--- PROVIDED PASSAGE ---

LCG Management Board

Date/Time

Tuesday 16 June 2009 16:00-17:00 – Phone Meeting

Agenda

http://indico.cern.ch/conferenceDisplay.py?confId=55743

Members

http://lcg.web.cern.ch/LCG/Boards/MB/mb-members.html

 

(Version 1 – 18.6.2009)

Participants

A.Aimar (notes), D.Barberis, I.Bird(chair), D.Britton, T.Cass, Ph.Charpentier, L.Dell’Agnello, I.Fisk, S.Foffano, Qin Gang, J.Gordon, F.Hernandez, M.Kasemann, H.Marten, G.Merino, A.Pace, H.Renshall, M.Schulz, Y.Schutz, J.Shiers, O.Smirnova, R.Tafirout, R.Trompert

Invited

A.Sciabá

Action List

https://twiki.cern.ch/twiki/bin/view/LCG/MbActionList

Mailing List Archive

https://mmm.cern.ch/public/archive-list/w/worldwide-lcg-management-board/

Next Meeting

Tuesday 23 June 2009 16:00-17:00 – Phone Meeting

1.   Minutes and Matters arising (Minutes)

 

1.1      Minutes of Previous Meeting

No comments received about the minutes. The minutes of the previous MB meeting were approved.

1.2      Agenda for the LHCC Referees Meeting (Agenda)

The next Referees meeting is on the 6 July 2009. Between 12:00 and 14:00 will be the usual status reports (WLCG, Tier-0, Tier-1 and Tier-2); followed by remark from the WLCG, review of the computing needs of the Experiments and the CRSG report. See the proposed speakers in the Agenda.

 

D.Barberis and M.Kasemann noted that ATLAS and CMS will meet the CRSG reviewers just few days before or after that date.

 

Ph.Charpentier noted that the reviews on the 2 July could ask for last minutes changes for the 6th. It is very difficult to prepare such meetings when they are happening so close in time.

1.3      Quarterly Report Preparation

A.Aimar asked that the Experiments give the usual short presentation for the coming quarterly reports:

 

The proposed schedule is:

-       30 June: ALICE, ATLAS

-       6 July: CMS, LHCb

 

2.   Action List Review (List of actions)

  • VOBoxes SLAs:
    • CMS: Several SLAs still to approve (ASGC, IN2P3, CERN and PIC).
    • ALICE: Still to approve the SLA with NDGF. Comments exchanged with NL-T1.

CMS:
No progress for CMS.

ALICE:
NL-T1 had reported that ALICE replied positively with a few comments and NL-T1 has only to implement some minor changes.

--- SUPPLIED MATERIAL ---
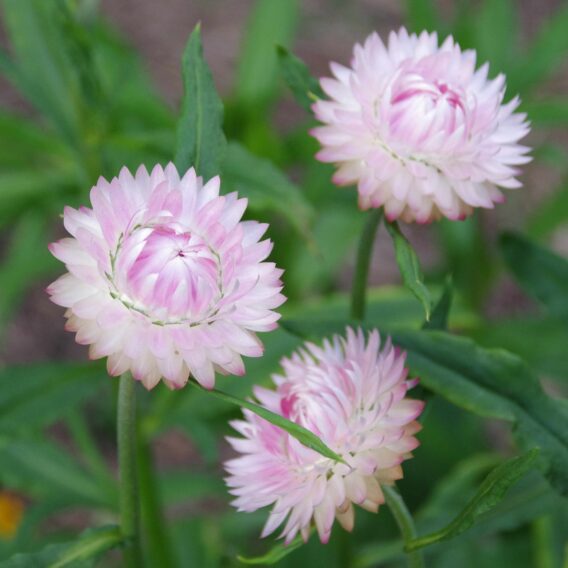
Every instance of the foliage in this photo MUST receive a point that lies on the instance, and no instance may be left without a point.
(93, 109)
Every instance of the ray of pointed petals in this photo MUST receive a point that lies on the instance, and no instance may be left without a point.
(419, 129)
(165, 279)
(352, 394)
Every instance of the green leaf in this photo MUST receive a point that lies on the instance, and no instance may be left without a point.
(540, 272)
(303, 85)
(409, 267)
(79, 553)
(275, 554)
(201, 142)
(271, 22)
(34, 396)
(42, 468)
(454, 489)
(489, 382)
(493, 383)
(490, 493)
(266, 187)
(540, 341)
(441, 312)
(309, 439)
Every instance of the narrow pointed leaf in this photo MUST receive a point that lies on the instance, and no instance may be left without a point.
(309, 439)
(201, 142)
(491, 491)
(488, 382)
(409, 267)
(304, 86)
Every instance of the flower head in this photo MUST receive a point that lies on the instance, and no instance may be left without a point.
(352, 395)
(165, 279)
(419, 129)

--- WRITTEN PROBLEM A ---
From the management board minutes, reproduce word for word the part that opens with the words containing "1.2      Agenda for" and closes with "after that date.".
--- WRITTEN PROBLEM B ---
In the management board minutes, on what date is the next Referees meeting scheduled?

--- WRITTEN SOLUTION A ---
1.2      Agenda for the LHCC Referees Meeting (Agenda)

The next Referees meeting is on the 6 July 2009. Between 12:00 and 14:00 will be the usual status reports (WLCG, Tier-0, Tier-1 and Tier-2); followed by remark from the WLCG, review of the computing needs of the Experiments and the CRSG report. See the proposed speakers in the Agenda.

 

D.Barberis and M.Kasemann noted that ATLAS and CMS will meet the CRSG reviewers just few days before or after that date.

--- WRITTEN SOLUTION B ---
6 July 2009